Conjunto de tarefas:
A - Responda com base no texto sobre o julgamento:
(i) Embora não negue o uso excessivo de álcool e drogas, o que o ator afirma?
(ii) Com qual ator Heard estrelava o filme "The Aderall Diaries"?
(iii) Em que mês, ano e país teria ocorrido o incidente descrito no último parágrafo?
B - Selecione na listagem todas as linhas que contêm a palavra "reddish" e copie-as, diferenciando maiúsculas de minúsculas.

Texto fornecido:
- - - - -
Durante todo o julgamento, os advogados de Heard usaram testemunhas para relatar o uso excessivo de álcool e drogas por parte do ator. Ele não nega isso, mas diz que nunca agrediu a ex.

Testemunhas contribuíram para apresentar um Depp raivoso, que tentava controlar a carreira dela e com que ela se relacionava. Heard afirmou que ele a chutou nas costas no meio de um voo porque estaria com ciúmes de ela estar estrelando o filme "The Aderall Diaries" com o ator James Franco.

O ponto mais forte do julgamento, até agora, foi a acusação de que Depp estuprou a ex-companheira. Quem comentou os fatos foi a psicóloga Dawn Hudges, que ajudou no tratamento da atriz.

"Quando o sr. Depp estava bêbado ou drogado, ele a jogava na cama, rasgava sua roupa e tentava fazer sexo com ela", disse, em referência aos relatos que a atriz fez a ela. "Houve vezes em que ele a forçou a fazer sexo oral nele quando estava com raiva dela."

Heard descreveu ainda um ato de agressão sexual e disse ao júri que Depp inseriu uma garrafa de bebida em sua vagina e não parou mesmo quando ela estava sangrando. O incidente teria ocorrido em março de 2015 na Austrália, quando Depp estava filmando Piratas do Caribe.
- - - - -
Entradas do conjunto de dados:

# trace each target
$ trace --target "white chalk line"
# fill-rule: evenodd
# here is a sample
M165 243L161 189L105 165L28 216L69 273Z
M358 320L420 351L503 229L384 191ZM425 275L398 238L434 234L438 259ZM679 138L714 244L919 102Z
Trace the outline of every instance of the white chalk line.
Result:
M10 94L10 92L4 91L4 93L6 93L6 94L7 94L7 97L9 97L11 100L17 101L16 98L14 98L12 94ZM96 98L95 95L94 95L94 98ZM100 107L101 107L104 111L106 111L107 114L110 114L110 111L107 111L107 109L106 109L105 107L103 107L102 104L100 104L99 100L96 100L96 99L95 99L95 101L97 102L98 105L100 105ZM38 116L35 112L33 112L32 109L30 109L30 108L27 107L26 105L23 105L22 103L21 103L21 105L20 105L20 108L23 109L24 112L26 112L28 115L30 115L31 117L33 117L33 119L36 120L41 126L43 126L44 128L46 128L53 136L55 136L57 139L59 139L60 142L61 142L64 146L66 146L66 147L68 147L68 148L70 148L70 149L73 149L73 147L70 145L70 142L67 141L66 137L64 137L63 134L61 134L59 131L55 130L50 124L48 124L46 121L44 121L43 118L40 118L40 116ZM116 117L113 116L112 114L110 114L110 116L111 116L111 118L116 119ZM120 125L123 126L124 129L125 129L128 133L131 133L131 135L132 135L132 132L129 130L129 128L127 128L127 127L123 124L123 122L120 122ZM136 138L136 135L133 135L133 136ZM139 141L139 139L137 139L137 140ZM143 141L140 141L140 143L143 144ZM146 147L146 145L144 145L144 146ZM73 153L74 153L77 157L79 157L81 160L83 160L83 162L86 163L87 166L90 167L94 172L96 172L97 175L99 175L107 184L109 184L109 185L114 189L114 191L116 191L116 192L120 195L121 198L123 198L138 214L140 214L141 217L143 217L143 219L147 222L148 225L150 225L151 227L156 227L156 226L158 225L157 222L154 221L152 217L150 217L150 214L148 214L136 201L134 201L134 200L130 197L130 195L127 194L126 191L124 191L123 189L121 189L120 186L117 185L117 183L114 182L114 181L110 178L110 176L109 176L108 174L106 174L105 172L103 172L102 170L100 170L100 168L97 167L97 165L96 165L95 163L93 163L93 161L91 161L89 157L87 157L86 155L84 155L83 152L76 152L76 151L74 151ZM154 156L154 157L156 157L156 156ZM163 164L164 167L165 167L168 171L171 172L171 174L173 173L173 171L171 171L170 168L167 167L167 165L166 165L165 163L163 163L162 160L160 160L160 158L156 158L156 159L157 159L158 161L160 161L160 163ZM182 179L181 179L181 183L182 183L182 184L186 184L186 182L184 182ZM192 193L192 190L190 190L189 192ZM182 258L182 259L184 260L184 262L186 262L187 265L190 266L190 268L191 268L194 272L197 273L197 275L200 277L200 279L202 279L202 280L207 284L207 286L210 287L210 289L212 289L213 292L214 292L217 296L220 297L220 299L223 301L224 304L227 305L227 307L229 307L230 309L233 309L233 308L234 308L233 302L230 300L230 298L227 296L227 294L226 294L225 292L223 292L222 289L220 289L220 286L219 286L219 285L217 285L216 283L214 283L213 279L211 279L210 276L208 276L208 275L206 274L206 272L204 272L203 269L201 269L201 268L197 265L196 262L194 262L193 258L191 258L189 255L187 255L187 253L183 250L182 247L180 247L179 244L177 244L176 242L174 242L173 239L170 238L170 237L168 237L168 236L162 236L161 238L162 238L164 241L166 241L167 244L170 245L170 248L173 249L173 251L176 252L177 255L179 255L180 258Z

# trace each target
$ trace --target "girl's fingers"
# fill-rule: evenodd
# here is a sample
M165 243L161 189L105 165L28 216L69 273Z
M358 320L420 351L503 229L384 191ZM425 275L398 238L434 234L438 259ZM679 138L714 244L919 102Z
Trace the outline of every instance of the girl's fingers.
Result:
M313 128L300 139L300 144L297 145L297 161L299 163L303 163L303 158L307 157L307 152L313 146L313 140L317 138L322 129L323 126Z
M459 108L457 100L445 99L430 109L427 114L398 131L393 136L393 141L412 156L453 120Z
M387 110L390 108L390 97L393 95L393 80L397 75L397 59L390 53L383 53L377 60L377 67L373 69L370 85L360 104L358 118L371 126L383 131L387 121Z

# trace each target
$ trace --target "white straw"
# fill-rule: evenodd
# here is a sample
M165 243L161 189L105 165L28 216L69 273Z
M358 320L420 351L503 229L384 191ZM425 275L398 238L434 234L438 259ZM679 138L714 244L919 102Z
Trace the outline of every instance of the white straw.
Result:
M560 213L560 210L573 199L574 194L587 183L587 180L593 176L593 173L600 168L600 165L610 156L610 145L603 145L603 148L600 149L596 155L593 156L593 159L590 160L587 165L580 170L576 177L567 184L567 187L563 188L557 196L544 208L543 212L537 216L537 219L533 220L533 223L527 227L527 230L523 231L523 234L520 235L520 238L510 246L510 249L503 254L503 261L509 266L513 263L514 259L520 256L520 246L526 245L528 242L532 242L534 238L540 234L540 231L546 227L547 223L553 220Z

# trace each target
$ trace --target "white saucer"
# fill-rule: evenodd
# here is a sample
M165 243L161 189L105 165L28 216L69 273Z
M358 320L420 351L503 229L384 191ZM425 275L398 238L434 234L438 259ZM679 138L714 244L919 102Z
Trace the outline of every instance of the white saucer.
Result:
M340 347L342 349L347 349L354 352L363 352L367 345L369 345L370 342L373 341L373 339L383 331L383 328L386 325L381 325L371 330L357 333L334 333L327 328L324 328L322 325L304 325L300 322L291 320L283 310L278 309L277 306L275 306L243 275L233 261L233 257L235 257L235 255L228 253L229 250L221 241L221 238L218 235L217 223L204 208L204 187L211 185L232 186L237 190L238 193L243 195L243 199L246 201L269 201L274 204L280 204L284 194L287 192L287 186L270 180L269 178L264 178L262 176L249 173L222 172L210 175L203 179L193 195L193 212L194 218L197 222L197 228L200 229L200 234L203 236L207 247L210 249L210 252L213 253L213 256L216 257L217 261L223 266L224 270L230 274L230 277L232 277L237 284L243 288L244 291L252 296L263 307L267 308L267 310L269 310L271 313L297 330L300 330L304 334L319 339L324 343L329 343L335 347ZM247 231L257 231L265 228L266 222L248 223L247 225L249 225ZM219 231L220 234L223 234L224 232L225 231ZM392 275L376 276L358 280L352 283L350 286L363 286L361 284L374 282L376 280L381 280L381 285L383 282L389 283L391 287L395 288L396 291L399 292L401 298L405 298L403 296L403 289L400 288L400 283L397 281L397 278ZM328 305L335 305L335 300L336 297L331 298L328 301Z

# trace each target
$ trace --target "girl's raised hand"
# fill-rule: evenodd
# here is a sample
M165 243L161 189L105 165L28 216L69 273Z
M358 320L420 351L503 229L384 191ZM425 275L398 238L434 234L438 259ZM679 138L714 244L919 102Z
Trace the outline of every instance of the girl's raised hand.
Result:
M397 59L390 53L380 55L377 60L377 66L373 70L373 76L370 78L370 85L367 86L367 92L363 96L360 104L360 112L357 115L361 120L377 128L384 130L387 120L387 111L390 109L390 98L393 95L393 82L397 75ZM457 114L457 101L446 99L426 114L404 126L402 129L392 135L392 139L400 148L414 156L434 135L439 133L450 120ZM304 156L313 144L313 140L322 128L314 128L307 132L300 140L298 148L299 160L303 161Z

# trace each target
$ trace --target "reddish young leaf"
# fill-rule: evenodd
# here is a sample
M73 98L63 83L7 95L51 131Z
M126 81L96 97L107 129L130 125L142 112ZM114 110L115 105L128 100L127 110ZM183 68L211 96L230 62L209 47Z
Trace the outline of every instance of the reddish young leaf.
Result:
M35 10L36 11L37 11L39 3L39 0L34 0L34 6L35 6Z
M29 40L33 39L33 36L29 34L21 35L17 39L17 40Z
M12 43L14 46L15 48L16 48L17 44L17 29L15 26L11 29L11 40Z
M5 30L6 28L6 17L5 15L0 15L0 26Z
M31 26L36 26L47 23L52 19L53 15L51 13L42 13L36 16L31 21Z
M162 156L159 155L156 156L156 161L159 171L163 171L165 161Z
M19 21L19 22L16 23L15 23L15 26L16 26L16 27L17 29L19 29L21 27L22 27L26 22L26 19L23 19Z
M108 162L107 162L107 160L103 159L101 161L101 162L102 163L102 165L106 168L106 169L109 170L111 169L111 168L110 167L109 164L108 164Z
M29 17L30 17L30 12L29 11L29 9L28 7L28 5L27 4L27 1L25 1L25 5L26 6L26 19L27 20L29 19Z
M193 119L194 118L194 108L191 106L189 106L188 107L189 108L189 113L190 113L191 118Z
- - - - -
Respostas do exercício:
A -
(i) Ele afirma que nunca agrediu a ex.
(ii) Ela estrelava o filme com James Franco.
(iii) O incidente teria ocorrido em março de 2015, na Austrália.

B -
$ trace --target "reddish young leaf"
Trace the outline of every instance of the reddish young leaf.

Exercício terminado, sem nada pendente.